(INSTRUCTIONS TO FOLLOW): Filter these entries so that only lines with the word "below" remain.

*** Opening of RECORDS SUPPLIED ***

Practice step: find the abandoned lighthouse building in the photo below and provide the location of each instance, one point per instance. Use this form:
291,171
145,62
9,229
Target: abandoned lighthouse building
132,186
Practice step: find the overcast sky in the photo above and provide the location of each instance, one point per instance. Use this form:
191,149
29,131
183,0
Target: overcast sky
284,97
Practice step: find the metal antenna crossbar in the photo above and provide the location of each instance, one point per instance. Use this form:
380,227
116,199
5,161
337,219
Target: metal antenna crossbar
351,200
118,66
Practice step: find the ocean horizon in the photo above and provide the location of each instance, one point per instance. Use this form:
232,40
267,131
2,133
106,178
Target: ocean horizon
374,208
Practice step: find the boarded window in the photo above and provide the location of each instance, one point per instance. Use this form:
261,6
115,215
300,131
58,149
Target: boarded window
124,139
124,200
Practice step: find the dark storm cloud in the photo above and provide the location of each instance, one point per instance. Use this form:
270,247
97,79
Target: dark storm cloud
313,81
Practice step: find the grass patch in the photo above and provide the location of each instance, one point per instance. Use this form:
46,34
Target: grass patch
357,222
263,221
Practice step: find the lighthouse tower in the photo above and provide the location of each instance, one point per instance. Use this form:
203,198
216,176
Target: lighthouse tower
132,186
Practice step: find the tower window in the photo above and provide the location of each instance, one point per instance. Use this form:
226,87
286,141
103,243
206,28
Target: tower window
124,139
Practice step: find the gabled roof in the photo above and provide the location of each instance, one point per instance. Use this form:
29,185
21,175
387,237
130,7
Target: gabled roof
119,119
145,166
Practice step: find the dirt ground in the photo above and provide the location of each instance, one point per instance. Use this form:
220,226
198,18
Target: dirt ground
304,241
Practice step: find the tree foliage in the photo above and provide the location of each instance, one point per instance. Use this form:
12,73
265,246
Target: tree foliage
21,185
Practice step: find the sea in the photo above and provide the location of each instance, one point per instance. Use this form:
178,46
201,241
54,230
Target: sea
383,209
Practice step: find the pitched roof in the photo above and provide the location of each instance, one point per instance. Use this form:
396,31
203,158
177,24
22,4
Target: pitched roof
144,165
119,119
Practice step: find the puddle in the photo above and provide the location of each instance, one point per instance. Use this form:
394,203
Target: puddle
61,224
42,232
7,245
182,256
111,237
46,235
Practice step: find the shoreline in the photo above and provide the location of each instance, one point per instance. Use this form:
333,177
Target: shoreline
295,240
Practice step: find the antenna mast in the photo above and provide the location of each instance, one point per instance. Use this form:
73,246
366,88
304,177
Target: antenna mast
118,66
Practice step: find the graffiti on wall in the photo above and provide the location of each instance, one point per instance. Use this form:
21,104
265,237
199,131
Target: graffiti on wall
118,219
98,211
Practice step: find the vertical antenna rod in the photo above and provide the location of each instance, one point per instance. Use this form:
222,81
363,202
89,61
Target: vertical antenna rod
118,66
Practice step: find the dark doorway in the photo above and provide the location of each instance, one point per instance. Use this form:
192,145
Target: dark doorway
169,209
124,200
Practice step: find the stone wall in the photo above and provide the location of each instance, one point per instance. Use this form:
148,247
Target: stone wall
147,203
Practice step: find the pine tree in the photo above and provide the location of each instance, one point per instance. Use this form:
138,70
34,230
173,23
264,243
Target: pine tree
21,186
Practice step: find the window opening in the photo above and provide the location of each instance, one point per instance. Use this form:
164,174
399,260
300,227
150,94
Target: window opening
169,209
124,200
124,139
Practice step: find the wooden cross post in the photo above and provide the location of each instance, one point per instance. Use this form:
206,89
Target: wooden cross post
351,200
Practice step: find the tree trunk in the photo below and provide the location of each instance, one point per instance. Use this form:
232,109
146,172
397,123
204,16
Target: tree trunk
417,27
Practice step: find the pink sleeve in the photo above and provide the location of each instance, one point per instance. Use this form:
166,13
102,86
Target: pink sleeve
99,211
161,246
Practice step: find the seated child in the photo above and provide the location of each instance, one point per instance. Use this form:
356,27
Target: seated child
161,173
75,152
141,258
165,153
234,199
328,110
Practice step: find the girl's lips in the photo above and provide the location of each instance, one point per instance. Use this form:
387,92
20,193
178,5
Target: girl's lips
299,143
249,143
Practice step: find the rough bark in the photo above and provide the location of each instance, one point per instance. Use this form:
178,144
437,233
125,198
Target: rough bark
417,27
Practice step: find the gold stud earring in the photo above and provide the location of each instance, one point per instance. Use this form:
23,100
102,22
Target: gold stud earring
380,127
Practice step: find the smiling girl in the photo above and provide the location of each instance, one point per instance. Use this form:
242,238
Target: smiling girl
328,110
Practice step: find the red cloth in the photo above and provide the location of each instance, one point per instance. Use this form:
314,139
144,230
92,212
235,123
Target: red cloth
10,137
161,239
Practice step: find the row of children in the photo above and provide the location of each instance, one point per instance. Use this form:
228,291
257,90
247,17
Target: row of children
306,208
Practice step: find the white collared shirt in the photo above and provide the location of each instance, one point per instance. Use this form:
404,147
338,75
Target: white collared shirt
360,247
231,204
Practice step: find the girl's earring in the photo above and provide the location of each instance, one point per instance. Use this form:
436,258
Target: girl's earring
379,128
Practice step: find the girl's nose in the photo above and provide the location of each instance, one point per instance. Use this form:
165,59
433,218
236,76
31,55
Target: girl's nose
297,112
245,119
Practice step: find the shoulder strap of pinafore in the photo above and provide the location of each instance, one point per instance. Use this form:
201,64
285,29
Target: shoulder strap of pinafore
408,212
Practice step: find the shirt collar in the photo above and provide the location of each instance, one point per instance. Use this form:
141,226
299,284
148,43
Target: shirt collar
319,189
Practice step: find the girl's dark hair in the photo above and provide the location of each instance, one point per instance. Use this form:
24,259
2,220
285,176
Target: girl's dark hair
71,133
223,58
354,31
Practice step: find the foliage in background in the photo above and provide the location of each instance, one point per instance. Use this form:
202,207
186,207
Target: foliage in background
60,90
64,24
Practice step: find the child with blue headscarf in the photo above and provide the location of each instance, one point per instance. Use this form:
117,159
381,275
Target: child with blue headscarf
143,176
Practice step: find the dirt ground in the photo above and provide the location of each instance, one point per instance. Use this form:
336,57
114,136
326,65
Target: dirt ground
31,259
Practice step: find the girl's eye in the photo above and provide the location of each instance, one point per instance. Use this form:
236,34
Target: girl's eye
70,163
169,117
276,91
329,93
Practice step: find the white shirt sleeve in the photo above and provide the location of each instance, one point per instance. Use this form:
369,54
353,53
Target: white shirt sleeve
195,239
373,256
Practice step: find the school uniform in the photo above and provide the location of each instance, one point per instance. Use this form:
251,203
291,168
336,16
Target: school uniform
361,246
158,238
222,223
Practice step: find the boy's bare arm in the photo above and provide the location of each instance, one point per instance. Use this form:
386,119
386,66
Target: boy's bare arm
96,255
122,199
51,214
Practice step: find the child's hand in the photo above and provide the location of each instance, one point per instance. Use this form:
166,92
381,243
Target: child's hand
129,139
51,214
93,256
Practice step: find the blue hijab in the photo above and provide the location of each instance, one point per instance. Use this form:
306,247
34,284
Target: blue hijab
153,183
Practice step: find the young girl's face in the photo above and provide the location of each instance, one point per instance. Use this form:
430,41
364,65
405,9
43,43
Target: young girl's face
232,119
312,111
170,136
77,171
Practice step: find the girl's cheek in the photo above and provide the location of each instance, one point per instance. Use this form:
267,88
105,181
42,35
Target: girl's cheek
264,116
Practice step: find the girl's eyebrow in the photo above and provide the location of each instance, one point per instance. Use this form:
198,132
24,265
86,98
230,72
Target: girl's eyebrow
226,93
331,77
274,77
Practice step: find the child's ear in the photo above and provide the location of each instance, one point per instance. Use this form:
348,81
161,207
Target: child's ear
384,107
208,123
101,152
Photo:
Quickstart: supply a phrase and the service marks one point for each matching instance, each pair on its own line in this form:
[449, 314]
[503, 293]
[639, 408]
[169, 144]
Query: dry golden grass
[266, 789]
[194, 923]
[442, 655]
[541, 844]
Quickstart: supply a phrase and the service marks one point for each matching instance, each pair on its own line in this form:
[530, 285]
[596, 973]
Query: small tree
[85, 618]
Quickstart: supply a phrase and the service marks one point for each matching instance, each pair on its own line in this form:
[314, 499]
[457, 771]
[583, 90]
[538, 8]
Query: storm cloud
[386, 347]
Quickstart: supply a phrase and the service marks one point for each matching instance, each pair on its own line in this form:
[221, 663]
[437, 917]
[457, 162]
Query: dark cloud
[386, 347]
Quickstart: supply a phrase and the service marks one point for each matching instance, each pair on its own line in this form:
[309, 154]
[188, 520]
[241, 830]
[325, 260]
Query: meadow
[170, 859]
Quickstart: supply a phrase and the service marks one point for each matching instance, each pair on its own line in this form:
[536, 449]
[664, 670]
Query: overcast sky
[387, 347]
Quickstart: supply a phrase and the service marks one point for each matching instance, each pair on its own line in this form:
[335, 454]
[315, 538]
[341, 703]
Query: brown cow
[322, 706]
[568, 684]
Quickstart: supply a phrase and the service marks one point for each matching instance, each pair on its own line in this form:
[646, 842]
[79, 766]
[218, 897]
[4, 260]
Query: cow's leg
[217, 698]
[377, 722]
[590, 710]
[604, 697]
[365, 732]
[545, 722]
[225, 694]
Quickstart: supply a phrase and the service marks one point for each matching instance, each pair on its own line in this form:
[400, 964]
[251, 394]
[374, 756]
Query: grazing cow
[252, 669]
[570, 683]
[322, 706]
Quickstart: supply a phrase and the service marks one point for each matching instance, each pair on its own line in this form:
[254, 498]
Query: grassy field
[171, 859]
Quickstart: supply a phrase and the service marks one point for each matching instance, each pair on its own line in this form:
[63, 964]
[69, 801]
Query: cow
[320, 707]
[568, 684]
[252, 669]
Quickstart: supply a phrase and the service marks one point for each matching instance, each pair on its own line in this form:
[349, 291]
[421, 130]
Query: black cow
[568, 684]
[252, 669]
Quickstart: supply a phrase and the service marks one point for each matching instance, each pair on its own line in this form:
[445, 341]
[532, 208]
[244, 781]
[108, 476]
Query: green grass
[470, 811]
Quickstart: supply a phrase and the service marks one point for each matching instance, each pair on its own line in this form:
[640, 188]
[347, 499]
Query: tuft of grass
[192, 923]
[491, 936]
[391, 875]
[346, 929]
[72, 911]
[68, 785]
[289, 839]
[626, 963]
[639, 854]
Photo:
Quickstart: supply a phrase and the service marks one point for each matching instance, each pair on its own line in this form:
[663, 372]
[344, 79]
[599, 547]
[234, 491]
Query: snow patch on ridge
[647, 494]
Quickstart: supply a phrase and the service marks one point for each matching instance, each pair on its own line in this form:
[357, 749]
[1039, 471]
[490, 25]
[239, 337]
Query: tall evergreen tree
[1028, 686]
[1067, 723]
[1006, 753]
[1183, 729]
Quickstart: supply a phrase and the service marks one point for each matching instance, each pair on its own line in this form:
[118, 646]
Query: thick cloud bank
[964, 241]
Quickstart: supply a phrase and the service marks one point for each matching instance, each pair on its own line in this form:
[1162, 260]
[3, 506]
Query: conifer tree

*** Close of RECORDS SUPPLIED ***

(EXERCISE OUTPUT):
Practice step: find the abandoned lighthouse building in the photo below and provide the location of each instance, one point per instance. Use this form:
Practice step: find the tree trunk in the photo below and provide the location of each instance, one point per instance. Use this form:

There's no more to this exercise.